• **WORK TO BE COMPLETED**
Exactly as written, output the lines below starting from the first and ending with the line that contains "Target class: loose"; omit pictures.

[Records from a data collection]
::::::

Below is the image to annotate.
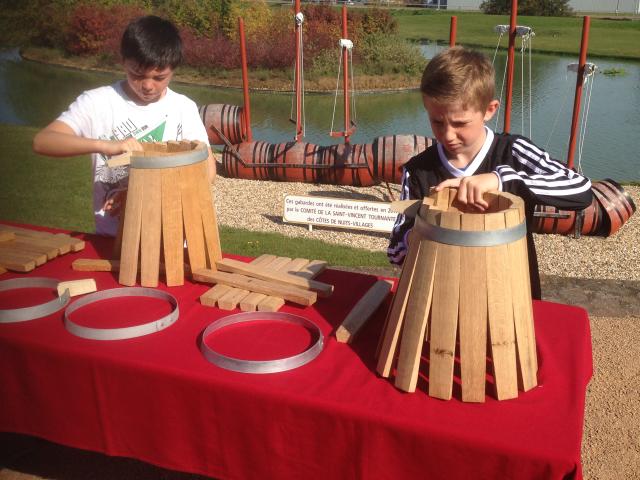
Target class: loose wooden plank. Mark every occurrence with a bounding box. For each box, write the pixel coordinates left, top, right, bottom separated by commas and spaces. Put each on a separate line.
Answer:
293, 259, 327, 279
193, 269, 316, 306
240, 292, 268, 312
336, 279, 393, 344
0, 265, 7, 275
0, 245, 46, 266
459, 213, 489, 403
217, 288, 250, 310
279, 258, 310, 274
376, 228, 422, 377
73, 259, 120, 272
118, 167, 144, 286
257, 296, 286, 312
220, 254, 280, 310
57, 279, 97, 297
215, 258, 334, 297
200, 284, 233, 307
394, 229, 438, 393
140, 169, 162, 287
0, 251, 36, 272
0, 225, 82, 253
265, 256, 293, 271
161, 168, 184, 287
485, 210, 519, 400
5, 239, 58, 261
428, 211, 461, 401
180, 162, 207, 272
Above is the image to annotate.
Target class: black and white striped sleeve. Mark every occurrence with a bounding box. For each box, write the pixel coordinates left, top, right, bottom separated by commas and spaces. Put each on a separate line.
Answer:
495, 137, 593, 210
387, 167, 415, 265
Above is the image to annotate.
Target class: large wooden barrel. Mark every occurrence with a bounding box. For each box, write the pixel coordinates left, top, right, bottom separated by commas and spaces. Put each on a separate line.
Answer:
591, 178, 636, 236
377, 188, 537, 402
221, 141, 378, 186
532, 178, 635, 237
371, 135, 433, 184
200, 104, 246, 145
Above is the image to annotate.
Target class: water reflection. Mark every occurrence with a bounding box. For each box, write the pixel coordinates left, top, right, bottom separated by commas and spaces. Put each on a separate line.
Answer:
1, 46, 638, 181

::::::

• **PROBLEM SOLUTION**
Below is the image to annotate.
Target class: loose wooden plank. Mark every occurrence with a bounding box. For each box, write the pixel coordinates left, top, right, bottom separated by commas and spaces. Put each on a separate line.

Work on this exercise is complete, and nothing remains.